▶ **AIM**
According to the Tchicaya U Tam'si biography below, in what year did he start working for UNESCO?

▶ **TEXT EXTRACT**
Tchicaya U Tam'si (born Gérald-Félix Tchicaya 25 August 1931 - 22 April 1988) was a Congolese author; his pen name means "small paper that speaks for its country" in Kikongo.

Life
Born in Mpili, near Brazzaville, French Equatorial Africa (now Congo) in 1931, U Tam'si spent his childhood in France, where he worked as a journalist until he returned to his homeland in 1960. Back in Congo, he continued to work as a journalist; during this time he maintained contact to the politician Patrice Lumumba. In 1961, he started to work for UNESCO. He received Grand Prix at the 1966 first ever World Festival of Negro Art in Dakar.

He died in 1988 in Bazancourt, Oise, near Paris.

Since 1989, the Tchicaya U Tam'si Prize for African Poetry is awarded every two years in the Moroccan city of Asilah.

▶ **GIVEN RECORDS**
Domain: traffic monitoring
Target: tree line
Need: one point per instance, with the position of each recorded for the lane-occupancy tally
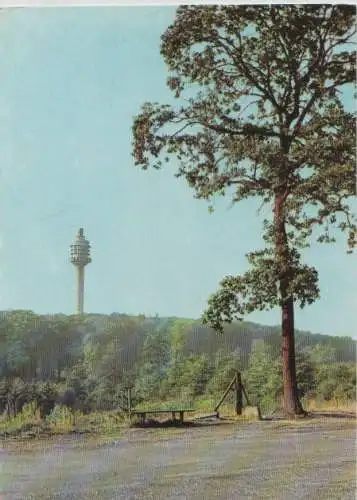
(88, 362)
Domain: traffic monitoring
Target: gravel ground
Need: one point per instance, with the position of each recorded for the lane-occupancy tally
(262, 460)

▶ **RESPONSE BELOW**
1961